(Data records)
....

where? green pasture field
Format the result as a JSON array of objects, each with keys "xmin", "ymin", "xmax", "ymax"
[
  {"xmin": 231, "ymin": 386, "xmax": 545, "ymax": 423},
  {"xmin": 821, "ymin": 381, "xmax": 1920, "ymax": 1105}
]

....

Could you copy exactly the lines from the one containing "Format the result" through the end of the records above, and nothing more?

SOLVED EXERCISE —
Format the result as a JSON array of objects, each with keys "xmin", "ymin", "xmax", "ymax"
[
  {"xmin": 231, "ymin": 386, "xmax": 545, "ymax": 423},
  {"xmin": 821, "ymin": 381, "xmax": 1920, "ymax": 1105}
]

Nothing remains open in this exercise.